In the lines below, starting with the first one and going on through the line that contains "105], [67, 34, 87, 98]]", replace "jacket" with "coat". Give back only those lines, with nothing else changed.

......

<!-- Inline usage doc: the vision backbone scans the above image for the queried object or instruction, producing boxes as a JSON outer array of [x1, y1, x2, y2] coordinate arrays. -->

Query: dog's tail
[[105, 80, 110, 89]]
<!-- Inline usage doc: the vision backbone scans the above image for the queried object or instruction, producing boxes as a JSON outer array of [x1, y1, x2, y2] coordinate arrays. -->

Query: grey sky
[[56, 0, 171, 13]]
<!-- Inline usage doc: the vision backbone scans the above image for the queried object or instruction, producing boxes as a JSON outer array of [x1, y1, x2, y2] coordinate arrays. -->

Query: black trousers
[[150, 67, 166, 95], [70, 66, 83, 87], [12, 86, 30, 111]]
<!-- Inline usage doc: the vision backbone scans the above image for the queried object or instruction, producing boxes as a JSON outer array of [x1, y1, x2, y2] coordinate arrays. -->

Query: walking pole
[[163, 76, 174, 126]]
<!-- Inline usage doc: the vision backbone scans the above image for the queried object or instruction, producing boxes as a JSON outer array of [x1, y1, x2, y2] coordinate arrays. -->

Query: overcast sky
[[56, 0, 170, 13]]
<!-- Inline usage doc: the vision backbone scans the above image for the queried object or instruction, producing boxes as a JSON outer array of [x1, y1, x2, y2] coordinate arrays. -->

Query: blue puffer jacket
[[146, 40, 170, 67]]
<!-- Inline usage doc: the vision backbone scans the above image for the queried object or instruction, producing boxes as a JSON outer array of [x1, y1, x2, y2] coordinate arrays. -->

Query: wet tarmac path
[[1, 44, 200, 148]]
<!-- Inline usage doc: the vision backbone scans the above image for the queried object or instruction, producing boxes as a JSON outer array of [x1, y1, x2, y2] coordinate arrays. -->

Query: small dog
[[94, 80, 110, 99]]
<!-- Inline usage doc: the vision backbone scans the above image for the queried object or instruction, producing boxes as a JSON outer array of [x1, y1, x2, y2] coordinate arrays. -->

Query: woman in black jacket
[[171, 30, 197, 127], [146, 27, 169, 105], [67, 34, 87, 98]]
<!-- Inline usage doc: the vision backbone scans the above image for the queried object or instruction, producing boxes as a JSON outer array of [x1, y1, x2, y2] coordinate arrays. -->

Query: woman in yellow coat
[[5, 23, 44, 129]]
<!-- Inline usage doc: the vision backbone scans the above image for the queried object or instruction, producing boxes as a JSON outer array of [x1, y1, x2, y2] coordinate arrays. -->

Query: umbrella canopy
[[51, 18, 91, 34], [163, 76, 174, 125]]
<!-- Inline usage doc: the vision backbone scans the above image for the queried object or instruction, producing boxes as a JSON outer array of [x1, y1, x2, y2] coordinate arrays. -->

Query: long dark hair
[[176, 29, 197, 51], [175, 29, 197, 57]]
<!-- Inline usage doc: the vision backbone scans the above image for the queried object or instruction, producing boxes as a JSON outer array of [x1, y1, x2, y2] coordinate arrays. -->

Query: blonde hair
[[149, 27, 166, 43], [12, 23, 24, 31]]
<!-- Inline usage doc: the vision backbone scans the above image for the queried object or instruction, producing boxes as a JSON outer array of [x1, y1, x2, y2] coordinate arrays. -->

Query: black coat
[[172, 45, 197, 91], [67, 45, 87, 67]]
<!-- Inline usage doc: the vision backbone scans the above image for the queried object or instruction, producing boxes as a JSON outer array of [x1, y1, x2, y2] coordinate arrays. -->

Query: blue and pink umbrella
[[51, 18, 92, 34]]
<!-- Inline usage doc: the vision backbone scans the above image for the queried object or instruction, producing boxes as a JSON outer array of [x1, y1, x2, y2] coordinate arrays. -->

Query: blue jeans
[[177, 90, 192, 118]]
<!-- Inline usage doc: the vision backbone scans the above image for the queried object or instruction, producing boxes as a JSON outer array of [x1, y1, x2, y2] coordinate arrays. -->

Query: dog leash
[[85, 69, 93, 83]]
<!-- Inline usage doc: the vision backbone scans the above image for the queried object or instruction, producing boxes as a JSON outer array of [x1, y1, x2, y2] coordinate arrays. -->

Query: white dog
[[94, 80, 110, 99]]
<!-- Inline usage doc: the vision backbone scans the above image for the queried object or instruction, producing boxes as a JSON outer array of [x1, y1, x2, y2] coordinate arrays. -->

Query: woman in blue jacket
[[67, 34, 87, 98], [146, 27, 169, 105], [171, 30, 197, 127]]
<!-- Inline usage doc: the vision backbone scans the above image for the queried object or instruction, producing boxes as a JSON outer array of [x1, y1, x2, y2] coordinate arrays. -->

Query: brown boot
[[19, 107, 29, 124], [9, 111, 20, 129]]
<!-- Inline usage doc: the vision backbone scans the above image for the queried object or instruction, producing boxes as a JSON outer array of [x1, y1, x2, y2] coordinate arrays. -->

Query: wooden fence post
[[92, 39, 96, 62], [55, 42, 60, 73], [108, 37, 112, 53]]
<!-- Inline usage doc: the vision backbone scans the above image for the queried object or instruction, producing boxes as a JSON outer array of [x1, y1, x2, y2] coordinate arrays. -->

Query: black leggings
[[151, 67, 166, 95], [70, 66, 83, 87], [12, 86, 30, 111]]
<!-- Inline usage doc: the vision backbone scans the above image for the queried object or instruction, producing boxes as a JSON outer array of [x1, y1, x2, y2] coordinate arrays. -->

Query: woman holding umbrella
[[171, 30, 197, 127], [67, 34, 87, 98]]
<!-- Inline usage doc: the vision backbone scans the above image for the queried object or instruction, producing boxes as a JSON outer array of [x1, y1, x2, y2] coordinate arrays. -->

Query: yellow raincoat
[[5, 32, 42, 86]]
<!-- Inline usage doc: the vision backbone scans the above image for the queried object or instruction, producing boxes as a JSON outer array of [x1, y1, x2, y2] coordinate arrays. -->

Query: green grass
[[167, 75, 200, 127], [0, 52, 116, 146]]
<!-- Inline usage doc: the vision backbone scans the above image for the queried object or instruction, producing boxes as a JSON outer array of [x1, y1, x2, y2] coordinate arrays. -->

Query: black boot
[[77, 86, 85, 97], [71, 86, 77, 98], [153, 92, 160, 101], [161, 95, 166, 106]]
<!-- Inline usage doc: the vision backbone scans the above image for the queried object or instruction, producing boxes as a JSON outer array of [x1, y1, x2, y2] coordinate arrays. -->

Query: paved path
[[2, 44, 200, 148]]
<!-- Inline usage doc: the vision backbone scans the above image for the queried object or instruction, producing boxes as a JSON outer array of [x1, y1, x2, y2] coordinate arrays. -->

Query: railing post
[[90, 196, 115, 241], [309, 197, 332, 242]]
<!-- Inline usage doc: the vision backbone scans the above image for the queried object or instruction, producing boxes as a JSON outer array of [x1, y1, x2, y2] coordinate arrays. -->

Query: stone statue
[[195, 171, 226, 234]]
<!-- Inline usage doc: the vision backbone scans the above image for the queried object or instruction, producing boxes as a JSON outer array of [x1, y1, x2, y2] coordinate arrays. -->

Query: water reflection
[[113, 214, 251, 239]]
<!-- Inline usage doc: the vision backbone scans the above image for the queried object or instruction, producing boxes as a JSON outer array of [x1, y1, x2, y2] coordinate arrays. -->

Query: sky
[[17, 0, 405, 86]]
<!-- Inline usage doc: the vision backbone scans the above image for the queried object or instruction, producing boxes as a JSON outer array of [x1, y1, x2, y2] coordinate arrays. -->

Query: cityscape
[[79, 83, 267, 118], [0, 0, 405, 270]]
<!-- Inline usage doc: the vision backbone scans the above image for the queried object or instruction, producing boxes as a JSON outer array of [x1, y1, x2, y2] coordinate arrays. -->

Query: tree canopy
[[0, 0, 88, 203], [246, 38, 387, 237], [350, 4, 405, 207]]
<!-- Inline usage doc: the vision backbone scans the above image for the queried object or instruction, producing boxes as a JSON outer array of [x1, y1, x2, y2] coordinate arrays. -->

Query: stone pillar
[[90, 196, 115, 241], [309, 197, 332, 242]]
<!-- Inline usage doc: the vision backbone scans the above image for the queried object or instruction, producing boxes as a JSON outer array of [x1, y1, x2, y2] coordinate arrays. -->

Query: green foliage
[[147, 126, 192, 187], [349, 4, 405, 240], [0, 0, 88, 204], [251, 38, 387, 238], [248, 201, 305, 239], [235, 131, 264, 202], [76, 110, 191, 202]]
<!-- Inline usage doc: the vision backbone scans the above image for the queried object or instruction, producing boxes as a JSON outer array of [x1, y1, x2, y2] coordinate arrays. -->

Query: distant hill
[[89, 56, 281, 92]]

......

> [COMPLETED TASK]:
<!-- Inline usage doc: the vision backbone scans the above image for the queried object or instruction, producing boxes as a JSON outer array of [x1, y1, x2, y2] coordinate arrays. -->

Query: dog's tail
[[105, 80, 110, 89]]
<!-- Inline usage doc: the vision backbone scans the above image for the queried object or instruction, producing boxes as a JSON outer array of [x1, y1, x2, y2] coordinate arrays. -->

Query: grey sky
[[56, 0, 171, 13]]
<!-- Inline usage doc: the vision backbone scans the above image for the queried object or instruction, producing boxes as a JSON outer array of [x1, y1, x2, y2] coordinate arrays. -->

Query: black trousers
[[150, 67, 166, 95], [70, 66, 83, 87], [12, 86, 30, 111]]
<!-- Inline usage doc: the vision backbone scans the above image for the queried object or instruction, producing boxes as a JSON outer array of [x1, y1, x2, y2] coordinate arrays. -->

Query: walking pole
[[163, 76, 174, 126]]
<!-- Inline usage doc: the vision backbone scans the above image for the queried object or instruction, producing boxes as a JSON outer array of [x1, y1, x2, y2] coordinate arrays. -->

Query: overcast sky
[[56, 0, 170, 13]]
<!-- Inline usage doc: the vision backbone scans the above image for the queried object or instruction, producing boxes as a JSON outer array of [x1, y1, x2, y2] coordinate arrays. -->

Query: blue puffer coat
[[146, 40, 170, 67]]
<!-- Inline usage doc: the vision backbone scans the above image for the queried object or instruction, producing boxes as a JSON outer array of [x1, y1, x2, y2] coordinate arrays. -->

Query: wet tarmac path
[[1, 44, 200, 148]]
<!-- Inline usage doc: the vision backbone scans the above image for the queried object or instruction, producing boxes as a JSON outer array of [x1, y1, x2, y2] coordinate arrays. -->

Query: small dog
[[94, 80, 110, 99]]
<!-- Inline usage doc: the vision backbone scans the above image for the queried object or instruction, producing boxes as a JSON outer array of [x1, y1, x2, y2] coordinate arrays. -->

Query: woman in black coat
[[171, 30, 197, 127], [146, 27, 169, 105], [67, 34, 87, 98]]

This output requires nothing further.